**Task prompt:**
Which lines in the entries below contain the word "white"? Pull out each of those lines in full, counting only matches with the same capitalization.

**Task inputs:**
——
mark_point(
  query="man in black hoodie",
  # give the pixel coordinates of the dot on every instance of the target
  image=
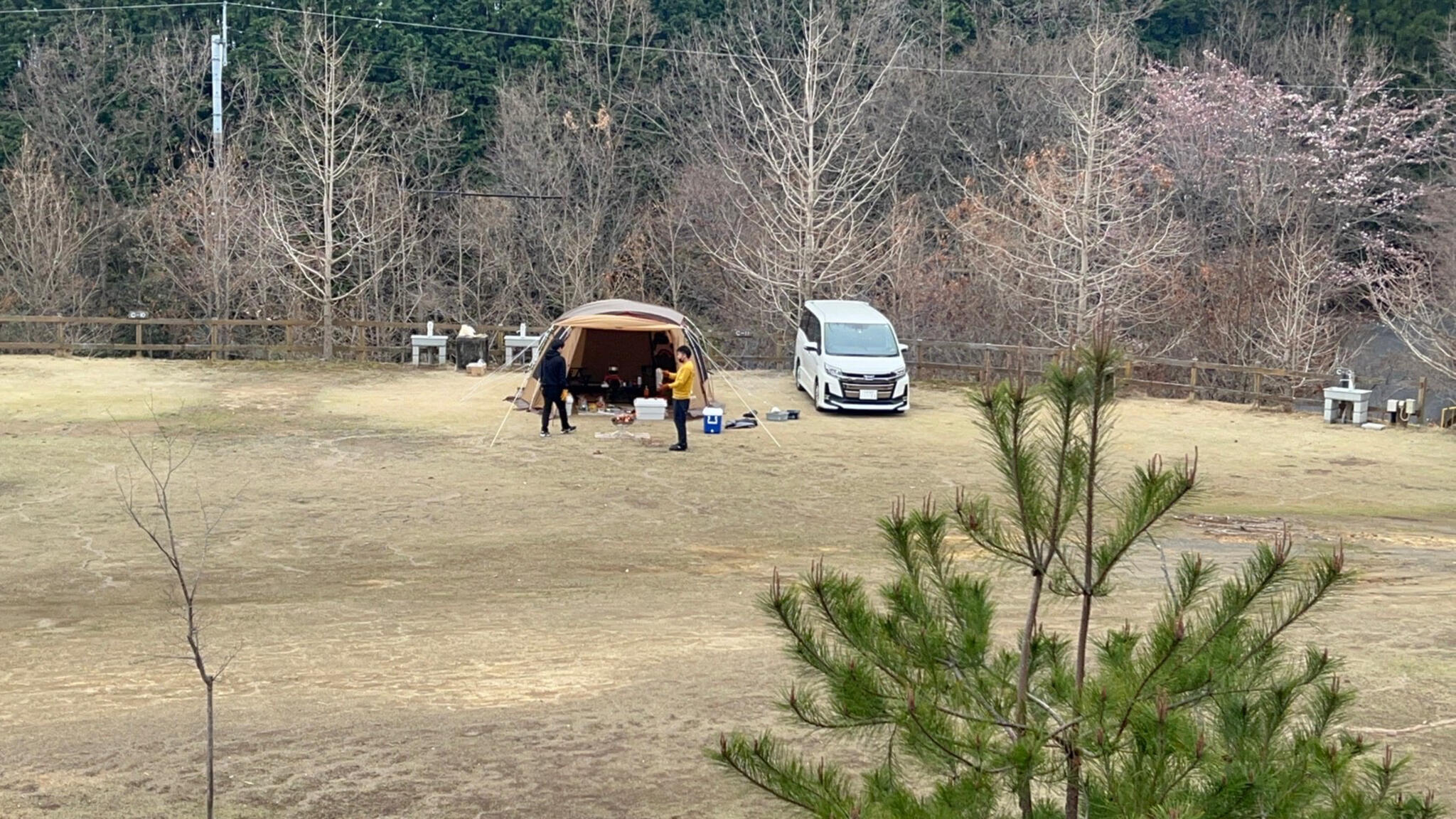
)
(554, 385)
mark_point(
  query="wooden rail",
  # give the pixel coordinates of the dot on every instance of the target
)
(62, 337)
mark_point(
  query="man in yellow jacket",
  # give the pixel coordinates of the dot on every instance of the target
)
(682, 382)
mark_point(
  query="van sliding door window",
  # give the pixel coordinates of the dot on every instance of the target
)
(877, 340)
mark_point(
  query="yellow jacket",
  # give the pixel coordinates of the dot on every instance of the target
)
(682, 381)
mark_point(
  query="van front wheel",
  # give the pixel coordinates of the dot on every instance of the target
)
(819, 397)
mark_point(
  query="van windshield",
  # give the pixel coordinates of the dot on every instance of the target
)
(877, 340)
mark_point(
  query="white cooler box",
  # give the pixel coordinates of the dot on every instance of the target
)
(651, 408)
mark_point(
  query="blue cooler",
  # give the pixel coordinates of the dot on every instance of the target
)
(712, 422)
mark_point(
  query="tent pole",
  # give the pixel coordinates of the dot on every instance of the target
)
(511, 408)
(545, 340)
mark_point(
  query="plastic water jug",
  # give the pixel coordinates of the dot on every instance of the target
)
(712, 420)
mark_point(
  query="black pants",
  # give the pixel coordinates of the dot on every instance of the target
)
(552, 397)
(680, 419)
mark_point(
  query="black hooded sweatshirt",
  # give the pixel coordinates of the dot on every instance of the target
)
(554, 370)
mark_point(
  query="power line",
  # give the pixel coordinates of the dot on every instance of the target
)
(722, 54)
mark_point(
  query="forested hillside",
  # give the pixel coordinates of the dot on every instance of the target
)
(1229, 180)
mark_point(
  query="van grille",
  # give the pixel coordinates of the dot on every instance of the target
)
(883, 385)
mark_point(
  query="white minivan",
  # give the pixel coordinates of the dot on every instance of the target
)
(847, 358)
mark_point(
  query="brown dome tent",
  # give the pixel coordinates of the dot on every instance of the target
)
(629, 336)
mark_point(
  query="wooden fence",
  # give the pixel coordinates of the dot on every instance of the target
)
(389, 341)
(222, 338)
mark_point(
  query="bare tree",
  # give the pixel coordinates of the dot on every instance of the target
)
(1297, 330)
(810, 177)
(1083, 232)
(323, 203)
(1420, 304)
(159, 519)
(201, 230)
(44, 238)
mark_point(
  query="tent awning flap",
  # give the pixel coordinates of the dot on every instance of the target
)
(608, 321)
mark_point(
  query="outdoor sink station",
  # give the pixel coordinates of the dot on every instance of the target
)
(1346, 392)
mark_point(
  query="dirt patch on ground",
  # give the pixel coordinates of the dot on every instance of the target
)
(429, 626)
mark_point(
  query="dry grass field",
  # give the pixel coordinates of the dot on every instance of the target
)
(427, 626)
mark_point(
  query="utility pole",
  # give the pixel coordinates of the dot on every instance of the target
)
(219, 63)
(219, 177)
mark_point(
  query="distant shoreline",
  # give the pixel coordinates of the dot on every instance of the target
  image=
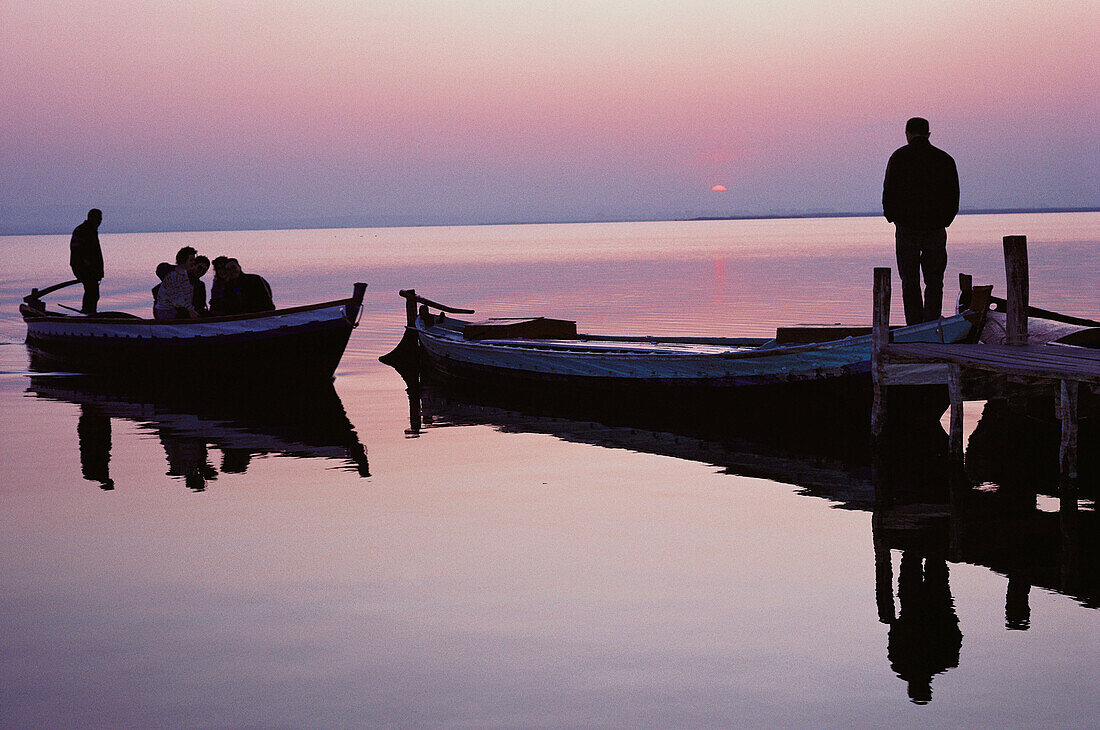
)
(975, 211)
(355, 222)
——
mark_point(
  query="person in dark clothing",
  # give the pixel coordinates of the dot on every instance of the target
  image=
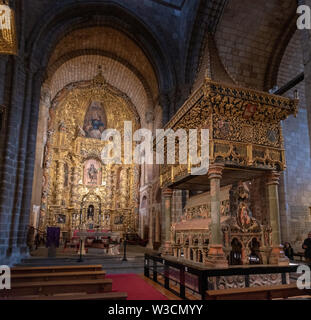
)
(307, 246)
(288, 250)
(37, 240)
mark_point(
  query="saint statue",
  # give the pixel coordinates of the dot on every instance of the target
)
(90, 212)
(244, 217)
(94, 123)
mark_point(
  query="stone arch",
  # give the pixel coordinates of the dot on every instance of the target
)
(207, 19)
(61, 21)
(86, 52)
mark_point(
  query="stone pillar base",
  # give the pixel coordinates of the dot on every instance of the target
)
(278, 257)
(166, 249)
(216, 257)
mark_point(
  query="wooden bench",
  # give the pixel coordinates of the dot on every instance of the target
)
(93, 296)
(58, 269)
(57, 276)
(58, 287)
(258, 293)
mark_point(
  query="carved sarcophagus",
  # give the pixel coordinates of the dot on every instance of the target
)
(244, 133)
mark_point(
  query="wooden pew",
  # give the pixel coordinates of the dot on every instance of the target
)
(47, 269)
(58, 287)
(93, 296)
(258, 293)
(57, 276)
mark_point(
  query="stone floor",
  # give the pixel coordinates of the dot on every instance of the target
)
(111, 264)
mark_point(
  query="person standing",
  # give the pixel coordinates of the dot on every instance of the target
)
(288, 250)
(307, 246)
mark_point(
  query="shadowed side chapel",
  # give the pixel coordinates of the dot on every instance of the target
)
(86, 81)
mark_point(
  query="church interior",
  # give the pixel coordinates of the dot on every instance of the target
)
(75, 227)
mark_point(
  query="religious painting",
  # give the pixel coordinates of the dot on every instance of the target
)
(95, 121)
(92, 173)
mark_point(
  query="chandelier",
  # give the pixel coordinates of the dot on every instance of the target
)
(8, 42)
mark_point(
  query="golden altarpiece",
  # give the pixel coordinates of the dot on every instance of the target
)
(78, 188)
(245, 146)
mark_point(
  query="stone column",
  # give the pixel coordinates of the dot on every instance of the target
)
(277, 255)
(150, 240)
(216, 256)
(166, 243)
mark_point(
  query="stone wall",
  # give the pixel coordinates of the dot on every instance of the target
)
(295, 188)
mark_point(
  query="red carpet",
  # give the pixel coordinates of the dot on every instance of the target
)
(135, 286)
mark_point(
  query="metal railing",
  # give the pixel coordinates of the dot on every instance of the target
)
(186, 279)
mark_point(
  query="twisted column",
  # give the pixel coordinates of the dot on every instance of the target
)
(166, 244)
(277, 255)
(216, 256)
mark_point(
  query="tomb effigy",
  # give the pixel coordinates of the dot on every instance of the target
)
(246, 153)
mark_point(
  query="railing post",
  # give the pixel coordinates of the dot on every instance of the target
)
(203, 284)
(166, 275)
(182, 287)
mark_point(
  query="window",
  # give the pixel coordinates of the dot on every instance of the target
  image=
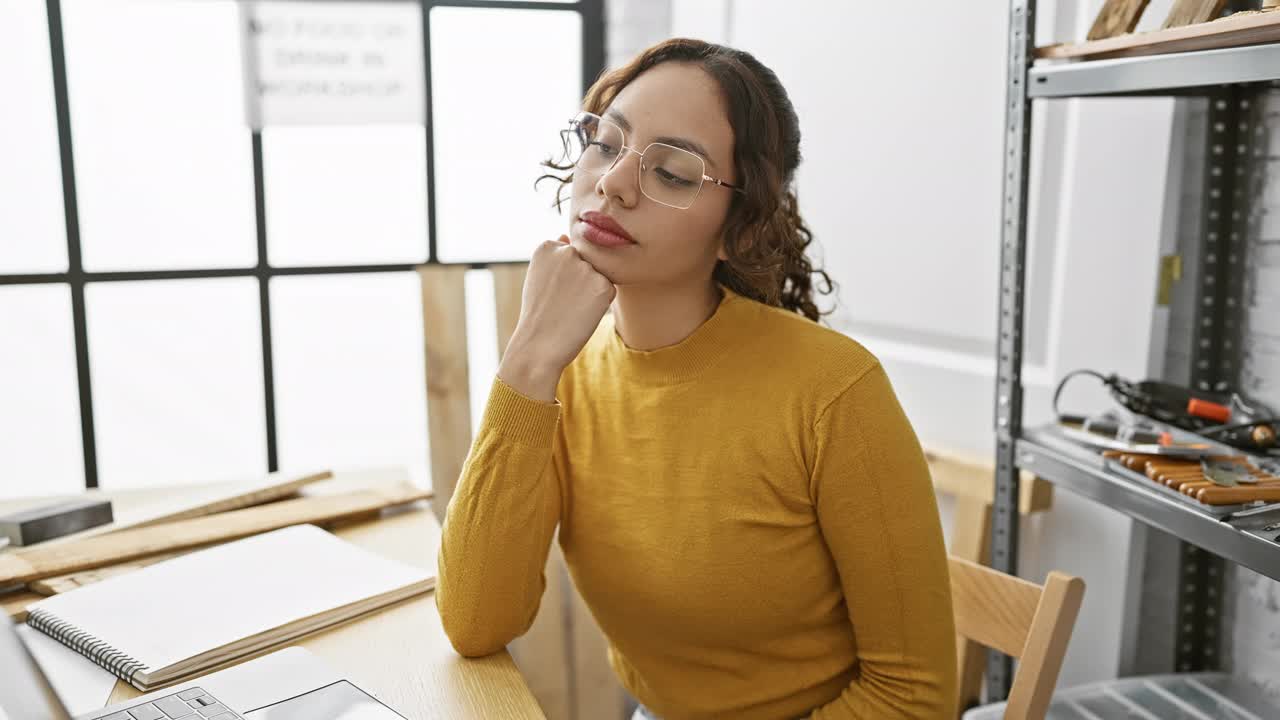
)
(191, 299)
——
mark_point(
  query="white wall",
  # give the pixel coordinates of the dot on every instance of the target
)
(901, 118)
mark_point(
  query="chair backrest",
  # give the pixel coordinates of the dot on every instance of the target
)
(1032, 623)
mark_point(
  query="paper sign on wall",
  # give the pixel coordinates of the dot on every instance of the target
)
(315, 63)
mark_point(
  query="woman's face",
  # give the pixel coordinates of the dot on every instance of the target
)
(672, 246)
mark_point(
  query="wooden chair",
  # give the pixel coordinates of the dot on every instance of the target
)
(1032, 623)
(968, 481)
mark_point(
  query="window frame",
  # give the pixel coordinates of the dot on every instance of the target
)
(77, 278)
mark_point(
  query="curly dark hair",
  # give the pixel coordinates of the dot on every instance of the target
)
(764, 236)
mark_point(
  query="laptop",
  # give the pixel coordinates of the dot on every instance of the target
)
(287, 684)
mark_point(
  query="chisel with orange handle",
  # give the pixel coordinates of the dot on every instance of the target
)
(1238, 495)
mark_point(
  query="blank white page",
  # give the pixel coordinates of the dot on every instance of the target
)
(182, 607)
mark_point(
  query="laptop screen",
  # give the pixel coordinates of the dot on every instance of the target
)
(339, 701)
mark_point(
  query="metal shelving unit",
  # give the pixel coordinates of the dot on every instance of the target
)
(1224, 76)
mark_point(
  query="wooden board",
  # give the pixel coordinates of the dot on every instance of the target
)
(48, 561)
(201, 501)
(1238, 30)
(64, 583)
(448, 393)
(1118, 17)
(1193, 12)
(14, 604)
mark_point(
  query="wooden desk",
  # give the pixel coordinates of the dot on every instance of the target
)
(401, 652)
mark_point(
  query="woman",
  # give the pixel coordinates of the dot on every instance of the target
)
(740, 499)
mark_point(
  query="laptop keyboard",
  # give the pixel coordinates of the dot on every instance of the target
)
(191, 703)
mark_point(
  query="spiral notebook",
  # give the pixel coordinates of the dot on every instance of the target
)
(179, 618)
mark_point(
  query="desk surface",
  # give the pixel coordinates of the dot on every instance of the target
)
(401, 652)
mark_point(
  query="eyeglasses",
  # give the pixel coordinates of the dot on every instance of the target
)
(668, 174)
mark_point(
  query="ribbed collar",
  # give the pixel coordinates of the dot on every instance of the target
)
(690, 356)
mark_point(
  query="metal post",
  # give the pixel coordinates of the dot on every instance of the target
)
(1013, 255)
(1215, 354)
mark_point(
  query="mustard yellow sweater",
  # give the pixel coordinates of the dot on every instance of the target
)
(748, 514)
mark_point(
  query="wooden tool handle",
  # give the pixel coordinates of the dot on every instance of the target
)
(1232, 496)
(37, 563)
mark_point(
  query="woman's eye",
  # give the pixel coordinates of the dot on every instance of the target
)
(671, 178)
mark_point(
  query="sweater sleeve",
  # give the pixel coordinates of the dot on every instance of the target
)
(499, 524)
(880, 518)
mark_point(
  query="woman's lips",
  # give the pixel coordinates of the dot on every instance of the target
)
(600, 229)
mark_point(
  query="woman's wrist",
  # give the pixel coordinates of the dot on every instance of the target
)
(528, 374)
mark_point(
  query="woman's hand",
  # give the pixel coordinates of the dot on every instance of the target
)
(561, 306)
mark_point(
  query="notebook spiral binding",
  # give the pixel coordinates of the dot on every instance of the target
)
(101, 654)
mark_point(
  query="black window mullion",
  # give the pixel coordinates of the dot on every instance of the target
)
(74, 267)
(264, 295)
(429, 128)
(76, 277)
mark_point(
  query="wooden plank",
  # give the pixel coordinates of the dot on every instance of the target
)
——
**Exercise solution:**
  query="white cooler box",
  query="white minivan",
  query="white wall",
  query="blank white page",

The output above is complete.